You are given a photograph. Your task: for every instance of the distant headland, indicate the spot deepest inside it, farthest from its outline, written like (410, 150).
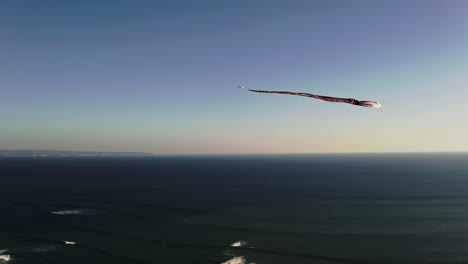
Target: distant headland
(67, 153)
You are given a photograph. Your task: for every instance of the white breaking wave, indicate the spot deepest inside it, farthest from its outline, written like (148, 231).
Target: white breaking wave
(75, 212)
(236, 260)
(5, 257)
(239, 244)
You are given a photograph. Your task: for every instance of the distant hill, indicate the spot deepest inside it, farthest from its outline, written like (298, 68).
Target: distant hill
(66, 153)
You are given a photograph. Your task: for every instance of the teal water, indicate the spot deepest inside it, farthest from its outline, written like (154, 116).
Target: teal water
(379, 208)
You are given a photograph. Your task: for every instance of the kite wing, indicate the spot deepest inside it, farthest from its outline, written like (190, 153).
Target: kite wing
(320, 97)
(352, 101)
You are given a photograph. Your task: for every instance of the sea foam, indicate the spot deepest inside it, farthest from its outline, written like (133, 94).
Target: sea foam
(5, 257)
(239, 244)
(236, 260)
(75, 212)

• **Action item**
Pictures are to be left out. Everything else in the records above gets repeated exactly.

• **The answer**
You are given a photograph. Your task: for every instance of the distant headland, indicate the spot deepest inside it, farthest from its outline, written like (410, 150).
Target: distant headland
(67, 153)
You are given a photograph. Your task: for every instance of the white breaking wave, indicate the spot deepest inside it, farthest from its outline, written like (148, 231).
Target: white breaking wave
(75, 212)
(236, 260)
(5, 257)
(239, 244)
You are given a photograph. Your task: for every instance of the distant hill, indicate the spot deepest inside it, farthest from its outline, written like (298, 68).
Target: distant hill
(66, 153)
You are given a photograph. Your task: for every instance of the teal water, indicate the spot deepest inside it, farthest from its outline, written like (154, 116).
Target: teal water
(379, 208)
You are given a photograph. Your task: for every instance of the kite wing, indicate the spot deepest inside it, farthest from its outline, written like (190, 153).
Target: kite wing
(320, 97)
(352, 101)
You are given a photograph. Your task: for every instance of the sea foam, indicate the spot deepest inside it, farthest from its outline, written like (133, 94).
Target: sea foam
(5, 257)
(239, 244)
(236, 260)
(75, 212)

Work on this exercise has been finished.